**Extracted information**
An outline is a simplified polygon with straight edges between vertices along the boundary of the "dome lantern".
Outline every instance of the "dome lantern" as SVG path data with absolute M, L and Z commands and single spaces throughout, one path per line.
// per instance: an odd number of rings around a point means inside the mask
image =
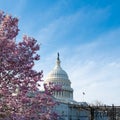
M 67 73 L 60 66 L 60 55 L 57 53 L 56 65 L 53 70 L 48 74 L 45 83 L 50 82 L 57 85 L 62 85 L 62 91 L 55 91 L 54 97 L 62 100 L 73 100 L 73 89 Z

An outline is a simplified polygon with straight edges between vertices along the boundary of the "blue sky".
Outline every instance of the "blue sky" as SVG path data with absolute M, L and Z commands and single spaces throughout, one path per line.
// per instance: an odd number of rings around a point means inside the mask
M 0 9 L 19 18 L 20 32 L 41 44 L 35 69 L 44 76 L 60 52 L 74 99 L 120 105 L 119 0 L 0 0 Z M 45 79 L 44 77 L 44 79 Z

**Exercise**
Please reproduce the items above, swapping "simplified polygon" for "rough polygon" everywhere it appears and keeping everything else the same. Leave out the pictures.

**Task response**
An outline is a rough polygon with straight edges between vertices along the boundary of the "dome lantern".
Outline every instance of the "dome lantern" as SVG path data with absolute M, L and Z commands and single spaces throughout, one path per line.
// per instance: an odd number of rings around a point means inside the mask
image =
M 67 73 L 60 66 L 60 55 L 57 53 L 56 65 L 53 70 L 48 74 L 45 83 L 50 82 L 57 85 L 62 85 L 62 91 L 55 91 L 54 97 L 62 100 L 73 100 L 73 89 Z

An outline is a rough polygon with straight edges between vertices along the boundary of the "blue sky".
Outline every instance of the "blue sky" as SVG path data with absolute M, L and Z commands and single spaces throughout, one path per line.
// per instance: an odd number of rings around a point means inside the mask
M 0 9 L 19 18 L 20 32 L 41 44 L 35 69 L 44 76 L 60 52 L 74 99 L 120 105 L 119 0 L 0 0 Z M 45 79 L 44 77 L 44 79 Z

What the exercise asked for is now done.